引用文
★ ★ ★ ★

今日10月20日、午前11時43分頃、阿蘇山噴火のニュースが入りました。噴火による火砕流が火口から1キロ以上の地点に到達したことも確認され、気象庁は噴火警戒レベルを3に引き上げ、火口から約2キロの範囲で大きな噴石や火砕流に警戒するよう呼びかけています。この記事では、「噴火が起きたらどこに逃げればよいのか」、「福岡は大丈夫なのか」、「最新の被害状況」について調査しました。
阿蘇山が噴火したらどこに逃げる?
阿蘇山に限らず、まずは火山噴火が起こったらコンクリート製の丈夫な建物の中に避難しましょう!
万が一、登山途中に噴火が始まってしまった場合は、近くの山小屋に避難します。近くに山小屋や建物がない場合は岩の影に隠れて下さい。飛んでくる噴石から身を守るためにリュックサックなどの荷物でガードして下さい。
阿蘇山が噴火したら福岡は大丈夫?
9万年前、阿蘇山がASO4と呼ばれる大噴火を起こしましたが、噴火から約1時間以内に火砕流が福岡市内まで到達し、街も人も焼けて火山性ガスも停滞し、しばらくは人が住めない環境になったと言われています。火砕流は山を越えて到達しますので、阿蘇山が大噴火を起こすと、九州のほぼ全域が焼け野原になるとも言われています。
2015年に発生した阿蘇山の水蒸気噴火では、60㎞以上離れた福岡県筑後市内でも火山灰が確認されました。

★ ★ ★ ★

データ抜粋
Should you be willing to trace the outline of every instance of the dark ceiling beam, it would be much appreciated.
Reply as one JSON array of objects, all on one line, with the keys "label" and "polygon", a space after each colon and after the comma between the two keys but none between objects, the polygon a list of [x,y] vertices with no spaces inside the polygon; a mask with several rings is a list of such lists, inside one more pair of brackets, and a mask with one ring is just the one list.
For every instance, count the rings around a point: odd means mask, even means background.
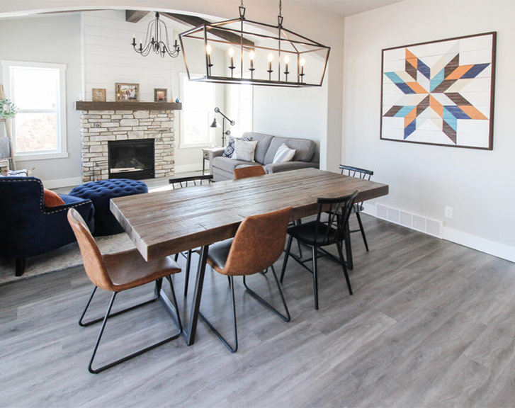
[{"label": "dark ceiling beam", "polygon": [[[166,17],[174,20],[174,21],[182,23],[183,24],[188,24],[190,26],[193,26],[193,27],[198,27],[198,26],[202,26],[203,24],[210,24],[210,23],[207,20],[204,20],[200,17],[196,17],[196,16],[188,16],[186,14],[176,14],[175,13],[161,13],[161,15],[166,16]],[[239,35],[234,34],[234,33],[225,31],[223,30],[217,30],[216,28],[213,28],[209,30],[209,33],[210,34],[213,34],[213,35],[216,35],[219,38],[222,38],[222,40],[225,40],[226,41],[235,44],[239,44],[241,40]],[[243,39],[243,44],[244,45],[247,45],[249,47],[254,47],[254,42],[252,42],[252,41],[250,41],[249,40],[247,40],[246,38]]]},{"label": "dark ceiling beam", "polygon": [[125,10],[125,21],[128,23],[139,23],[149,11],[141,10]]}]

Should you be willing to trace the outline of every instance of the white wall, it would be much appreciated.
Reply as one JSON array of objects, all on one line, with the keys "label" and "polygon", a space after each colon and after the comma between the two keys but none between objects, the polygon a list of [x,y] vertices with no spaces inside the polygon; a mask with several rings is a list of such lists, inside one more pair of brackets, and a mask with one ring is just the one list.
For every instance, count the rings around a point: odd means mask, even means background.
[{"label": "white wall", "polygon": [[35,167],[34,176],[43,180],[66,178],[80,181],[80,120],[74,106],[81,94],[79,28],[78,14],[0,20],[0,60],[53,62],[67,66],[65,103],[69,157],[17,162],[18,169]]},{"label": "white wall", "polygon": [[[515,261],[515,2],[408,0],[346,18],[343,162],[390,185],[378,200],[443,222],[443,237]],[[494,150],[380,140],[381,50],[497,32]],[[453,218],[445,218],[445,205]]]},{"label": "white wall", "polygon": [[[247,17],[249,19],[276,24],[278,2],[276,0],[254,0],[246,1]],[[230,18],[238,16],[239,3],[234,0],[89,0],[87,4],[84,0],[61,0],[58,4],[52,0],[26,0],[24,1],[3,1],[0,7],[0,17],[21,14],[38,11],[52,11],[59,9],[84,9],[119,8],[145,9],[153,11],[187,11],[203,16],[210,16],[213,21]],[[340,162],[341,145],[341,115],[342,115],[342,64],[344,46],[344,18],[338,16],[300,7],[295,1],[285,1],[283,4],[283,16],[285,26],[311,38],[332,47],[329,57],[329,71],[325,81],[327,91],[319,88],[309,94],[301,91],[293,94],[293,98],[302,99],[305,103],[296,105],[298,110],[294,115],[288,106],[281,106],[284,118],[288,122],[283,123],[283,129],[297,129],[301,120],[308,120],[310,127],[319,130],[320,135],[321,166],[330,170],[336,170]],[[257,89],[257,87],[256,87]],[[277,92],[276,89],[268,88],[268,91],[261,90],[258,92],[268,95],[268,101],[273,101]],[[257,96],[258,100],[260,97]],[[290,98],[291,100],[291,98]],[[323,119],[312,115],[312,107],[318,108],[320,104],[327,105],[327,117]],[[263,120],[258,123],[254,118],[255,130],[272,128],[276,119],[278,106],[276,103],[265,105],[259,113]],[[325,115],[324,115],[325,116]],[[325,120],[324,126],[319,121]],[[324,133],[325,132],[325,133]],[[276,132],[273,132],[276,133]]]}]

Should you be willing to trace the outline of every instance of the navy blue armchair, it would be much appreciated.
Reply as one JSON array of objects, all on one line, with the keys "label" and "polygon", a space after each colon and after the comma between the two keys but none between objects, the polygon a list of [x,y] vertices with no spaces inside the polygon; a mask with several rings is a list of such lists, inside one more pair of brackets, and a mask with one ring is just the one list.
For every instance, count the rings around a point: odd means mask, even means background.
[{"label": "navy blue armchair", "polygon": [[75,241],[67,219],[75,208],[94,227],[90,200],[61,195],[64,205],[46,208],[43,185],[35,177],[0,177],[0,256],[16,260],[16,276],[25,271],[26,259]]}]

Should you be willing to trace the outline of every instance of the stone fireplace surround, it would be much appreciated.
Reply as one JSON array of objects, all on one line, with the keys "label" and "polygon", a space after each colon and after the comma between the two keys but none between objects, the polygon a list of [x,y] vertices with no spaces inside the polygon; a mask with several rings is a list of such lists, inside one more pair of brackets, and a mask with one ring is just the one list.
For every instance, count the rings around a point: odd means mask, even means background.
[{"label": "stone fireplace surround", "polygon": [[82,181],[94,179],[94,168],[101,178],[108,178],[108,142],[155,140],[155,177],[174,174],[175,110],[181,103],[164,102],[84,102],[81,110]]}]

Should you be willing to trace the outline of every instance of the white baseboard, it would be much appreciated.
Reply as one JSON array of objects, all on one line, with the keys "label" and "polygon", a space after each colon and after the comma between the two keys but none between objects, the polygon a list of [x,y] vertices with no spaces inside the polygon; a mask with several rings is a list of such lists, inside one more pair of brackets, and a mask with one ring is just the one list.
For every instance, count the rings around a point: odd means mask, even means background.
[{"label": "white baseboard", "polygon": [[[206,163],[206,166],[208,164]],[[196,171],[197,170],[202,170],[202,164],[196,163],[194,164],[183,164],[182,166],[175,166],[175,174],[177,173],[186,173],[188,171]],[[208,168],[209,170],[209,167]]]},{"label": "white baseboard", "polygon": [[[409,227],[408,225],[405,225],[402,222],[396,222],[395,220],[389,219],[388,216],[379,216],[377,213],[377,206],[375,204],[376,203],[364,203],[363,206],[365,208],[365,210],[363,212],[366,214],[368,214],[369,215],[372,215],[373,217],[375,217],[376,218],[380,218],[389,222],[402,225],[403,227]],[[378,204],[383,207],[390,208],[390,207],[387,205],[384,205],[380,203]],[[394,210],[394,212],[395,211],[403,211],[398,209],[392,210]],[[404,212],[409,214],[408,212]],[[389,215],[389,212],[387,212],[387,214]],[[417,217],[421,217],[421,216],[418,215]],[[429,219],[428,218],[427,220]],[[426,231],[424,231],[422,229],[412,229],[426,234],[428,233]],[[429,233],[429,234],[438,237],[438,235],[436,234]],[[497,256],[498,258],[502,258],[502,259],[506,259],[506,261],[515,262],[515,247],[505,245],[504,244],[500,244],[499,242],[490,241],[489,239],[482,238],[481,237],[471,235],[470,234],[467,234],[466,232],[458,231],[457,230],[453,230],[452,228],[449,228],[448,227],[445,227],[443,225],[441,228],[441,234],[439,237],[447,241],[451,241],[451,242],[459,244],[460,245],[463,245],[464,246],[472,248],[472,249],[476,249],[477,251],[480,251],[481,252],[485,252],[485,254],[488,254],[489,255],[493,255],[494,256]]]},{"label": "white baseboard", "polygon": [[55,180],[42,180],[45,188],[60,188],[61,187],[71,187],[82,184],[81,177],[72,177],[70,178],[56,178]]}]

★ ★ ★ ★

課題
引用文によると、2015年の阿蘇山の水蒸気噴火で火山灰が確認された福岡県内の市はどこですか？

本課題の回答
福岡県筑後市です。